**WORK ORDER:**
Exactly as given, write out all the entries again.

**TASK INPUTS:**

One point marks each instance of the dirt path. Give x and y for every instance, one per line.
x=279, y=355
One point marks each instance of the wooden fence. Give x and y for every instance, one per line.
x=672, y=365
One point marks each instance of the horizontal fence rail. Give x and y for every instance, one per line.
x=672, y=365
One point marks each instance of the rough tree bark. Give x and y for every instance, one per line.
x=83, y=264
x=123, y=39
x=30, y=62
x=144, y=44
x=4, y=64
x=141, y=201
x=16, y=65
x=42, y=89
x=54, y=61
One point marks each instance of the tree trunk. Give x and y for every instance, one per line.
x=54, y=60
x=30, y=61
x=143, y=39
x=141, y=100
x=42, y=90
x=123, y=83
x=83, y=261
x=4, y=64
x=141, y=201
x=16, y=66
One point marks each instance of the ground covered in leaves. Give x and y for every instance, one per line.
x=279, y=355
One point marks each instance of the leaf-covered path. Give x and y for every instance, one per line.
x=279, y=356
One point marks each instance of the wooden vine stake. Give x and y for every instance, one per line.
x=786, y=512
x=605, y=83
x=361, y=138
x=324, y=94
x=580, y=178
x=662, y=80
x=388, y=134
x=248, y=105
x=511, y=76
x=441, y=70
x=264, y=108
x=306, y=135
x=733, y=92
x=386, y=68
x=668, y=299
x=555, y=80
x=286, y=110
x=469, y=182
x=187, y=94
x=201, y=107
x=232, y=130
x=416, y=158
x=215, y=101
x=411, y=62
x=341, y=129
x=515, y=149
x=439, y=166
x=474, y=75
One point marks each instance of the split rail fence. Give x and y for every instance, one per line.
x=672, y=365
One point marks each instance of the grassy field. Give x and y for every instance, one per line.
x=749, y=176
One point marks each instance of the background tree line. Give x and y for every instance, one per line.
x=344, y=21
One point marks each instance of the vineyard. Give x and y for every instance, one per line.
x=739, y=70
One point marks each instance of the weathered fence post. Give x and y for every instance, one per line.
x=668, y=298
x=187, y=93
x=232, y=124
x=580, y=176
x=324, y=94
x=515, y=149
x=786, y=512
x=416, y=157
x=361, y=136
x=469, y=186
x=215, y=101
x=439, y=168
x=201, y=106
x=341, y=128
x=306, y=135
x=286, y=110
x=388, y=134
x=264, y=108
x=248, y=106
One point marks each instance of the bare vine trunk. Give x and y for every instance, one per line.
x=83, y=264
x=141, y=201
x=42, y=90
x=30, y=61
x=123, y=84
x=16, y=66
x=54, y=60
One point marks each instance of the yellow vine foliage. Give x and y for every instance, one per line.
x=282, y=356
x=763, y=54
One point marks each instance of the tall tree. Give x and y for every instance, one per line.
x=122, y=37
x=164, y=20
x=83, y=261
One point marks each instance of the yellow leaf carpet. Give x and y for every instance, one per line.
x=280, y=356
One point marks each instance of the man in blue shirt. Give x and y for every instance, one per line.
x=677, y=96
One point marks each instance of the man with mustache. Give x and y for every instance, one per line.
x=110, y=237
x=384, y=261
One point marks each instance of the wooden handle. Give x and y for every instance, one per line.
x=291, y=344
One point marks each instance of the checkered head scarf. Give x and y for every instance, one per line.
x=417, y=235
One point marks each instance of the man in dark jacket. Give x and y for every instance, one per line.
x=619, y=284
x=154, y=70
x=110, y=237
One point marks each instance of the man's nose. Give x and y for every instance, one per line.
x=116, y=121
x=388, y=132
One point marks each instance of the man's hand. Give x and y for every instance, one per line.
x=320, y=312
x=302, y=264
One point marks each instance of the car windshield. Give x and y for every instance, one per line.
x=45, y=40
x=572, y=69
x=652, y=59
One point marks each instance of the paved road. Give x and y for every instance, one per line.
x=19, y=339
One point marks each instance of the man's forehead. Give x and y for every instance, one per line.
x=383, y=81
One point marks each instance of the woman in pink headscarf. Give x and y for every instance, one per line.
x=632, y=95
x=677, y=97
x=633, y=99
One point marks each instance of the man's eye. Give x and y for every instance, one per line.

**THE COMPLETED TASK:**
One point marks each instance of the dirt path. Give x and y for every instance, one per line.
x=279, y=355
One point marks each instance of the wooden fence. Give x and y for every instance, one per line.
x=672, y=365
One point marks each instance of the horizontal fence rail. Give x and y for every instance, one per line.
x=672, y=365
One point marks each instance of the rough tree bark. Give x and y for every instance, one per line.
x=83, y=264
x=123, y=39
x=30, y=62
x=144, y=44
x=4, y=64
x=141, y=201
x=16, y=65
x=42, y=89
x=54, y=61
One point marks each instance of the tree trunk. Give x and y for every instance, one per line.
x=54, y=60
x=30, y=61
x=143, y=39
x=141, y=100
x=42, y=90
x=123, y=83
x=83, y=261
x=4, y=64
x=141, y=201
x=16, y=66
One point marks each instance of the ground covered in leaves. Give x and y for every instance, one per line.
x=279, y=355
One point marks each instance of the leaf-covered path. Give x and y for every instance, one per line.
x=279, y=356
One point marks each instance of the wooden vine stake. Give x and y for every instance, one per line.
x=786, y=512
x=605, y=83
x=361, y=138
x=324, y=94
x=580, y=178
x=662, y=80
x=388, y=134
x=248, y=105
x=511, y=76
x=441, y=70
x=264, y=108
x=306, y=135
x=733, y=92
x=386, y=68
x=668, y=299
x=555, y=80
x=286, y=110
x=469, y=182
x=187, y=94
x=201, y=107
x=232, y=130
x=416, y=158
x=215, y=101
x=411, y=62
x=341, y=129
x=515, y=149
x=439, y=166
x=474, y=75
One point marks each instance of the split rail fence. Give x and y for every instance, one per line.
x=672, y=365
One point marks each instance of the grassy field. Give x and y for every instance, one per line.
x=749, y=176
One point marks each instance of the background tree line. Give x and y for every instance, one per line.
x=344, y=21
One point marks each instance of the vineyard. Give x and y for every instance, one per line.
x=739, y=70
One point marks each instance of the weathered fence post. Give x and y for every instance, one per line.
x=668, y=298
x=187, y=93
x=232, y=124
x=580, y=176
x=324, y=94
x=515, y=149
x=786, y=512
x=416, y=157
x=361, y=136
x=469, y=186
x=215, y=101
x=439, y=168
x=201, y=106
x=341, y=128
x=306, y=135
x=286, y=110
x=388, y=134
x=264, y=108
x=248, y=106
One point marks each instance of the bare vine trunk. Give x and y for every instance, one per line.
x=83, y=264
x=141, y=201
x=42, y=90
x=30, y=61
x=123, y=84
x=16, y=66
x=54, y=60
One point marks each instance of the yellow vine foliage. Give x and y for every instance, one per line.
x=282, y=356
x=763, y=54
One point marks each instance of the tall tree. Give x and y for every instance, one per line.
x=122, y=37
x=164, y=20
x=83, y=261
One point marks each instance of the yellow leaf carpet. Give x and y for every instance, one per line.
x=280, y=356
One point marks each instance of the man in blue shirt. Give x and y for every instance, one per line.
x=677, y=96
One point marks each instance of the man with mustache. Give x and y for every instance, one per line.
x=110, y=237
x=384, y=261
One point marks each instance of the wooden handle. Give x and y for every instance, one per line.
x=291, y=344
One point marks each instance of the checkered head scarf. Give x and y for every instance, one per line.
x=417, y=235
One point marks each instance of the man in dark jacket. Give x and y for every instance, one per line.
x=619, y=284
x=154, y=70
x=110, y=237
One point marks each instance of the man's nose. Give x and y for every instance, one per line.
x=116, y=121
x=388, y=132
One point marks each instance of the man's hand. Give x and y for every instance, one per line.
x=320, y=312
x=302, y=264
One point marks each instance of the car windshield. Give x and y for every instance, one per line.
x=45, y=40
x=572, y=69
x=652, y=59
One point marks each instance of the paved road. Give x and y for every instance, one per line.
x=19, y=339
One point marks each instance of the man's forehead. Give x and y for every instance, one per line.
x=383, y=81
One point marks each instance of the woman in pink headscarf. Give x and y for every instance, one per line.
x=632, y=95
x=677, y=97
x=633, y=99
One point marks each instance of the man's eye. Give x and y for every instance, one per line.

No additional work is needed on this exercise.